# [Text excerpt]
The story flips between two perspectives which are both uniquely idiosyncratic and well developed in their own right. The stars are airship captain and escaped slave Croggon Hainey and former confederate spy and patriot Maria "Belle" Boyd. Both are something of a living legend or menace in this world depending on what side of the fence your are viewing from. Neither take crap from anyone.

Croggin is chasing after his airship the Free Crow, which was nefariously stolen from him in Seattle. Belle is sent to ensure the Free Crow reaches its destination without Croggin's interference. Belle is actually based on a true person of the same name who acted as a spy for the Confederate army. Priest builds on her history to create a very determined and dangerous character very much true to life. Clementine's greatest strength is the dialog of the main characters. Each has their own style that colors the characters perfectly.

Clementine is a much more subtle story than Boneshaker, but it is no less enthralling as every chapter moves at a brisk pace. Airship fights, spies, thieves, and giant guns all make Clementine a seriously steam-powered wild ride through the sky, which showcases a larger part of Priest's Clockwork Century fractured North America. The war of the North versus the South is still on going in the late 19th century filled with steam-powered weaponry and mad scientist trying to turn the tide of the war one way or the other.

# [Collected data]

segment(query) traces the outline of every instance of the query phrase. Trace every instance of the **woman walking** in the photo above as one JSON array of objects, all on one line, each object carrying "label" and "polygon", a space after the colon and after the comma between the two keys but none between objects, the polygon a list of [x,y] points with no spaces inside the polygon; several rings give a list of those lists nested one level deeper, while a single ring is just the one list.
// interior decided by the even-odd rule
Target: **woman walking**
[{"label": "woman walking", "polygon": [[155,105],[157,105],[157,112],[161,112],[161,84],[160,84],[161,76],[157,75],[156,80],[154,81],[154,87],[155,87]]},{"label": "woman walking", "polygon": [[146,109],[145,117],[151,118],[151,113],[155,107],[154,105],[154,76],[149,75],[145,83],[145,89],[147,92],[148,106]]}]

# [Goals]
**A.** According to the review of Clementine, what is the name of the airship that was stolen from Croggon Hainey?
**B.** Write the next part of the review of Clementine, starting after its final sentence.

# [Results by task]
**A.** The Free Crow

**B.**
I did feel Cherie had to rein herself in with the book to keep it to novella length as she clearly loves this world and its inhabitants. Hopefully, she'll treat us to more with Belle and Croggin. Belle definitely has an adventure left for here. I kept expecting more of a intimate relationship to develop between Croggin and Belle, but things do seem to have been left open somewhat in that regard. The story arc does complete itself rather well with a fitting culmination and a few surprises along the way. We also learn being a Mad Scientist doesn't necessarily mean they are a bad scientist.

Priest is gives us glimpses of a world that is wide and wild in a story that hardly touches the ground. Clementine shows off the southern flair that Cherie has become famous for, but will please even hardened Steampunk fans with her ingenuity at keeping everything fresh and yet historically stylized. Cherie still has a lot more in store for us in The Clockwork Century including at least two more shorts and the next full length novel Dreadnought, which Tor will be releasing this September. She is definitely earning the moniker as the Queen of Steampunk, but she may have to duel it out with Gail Carriger in some sort of no holds-barred battle royale.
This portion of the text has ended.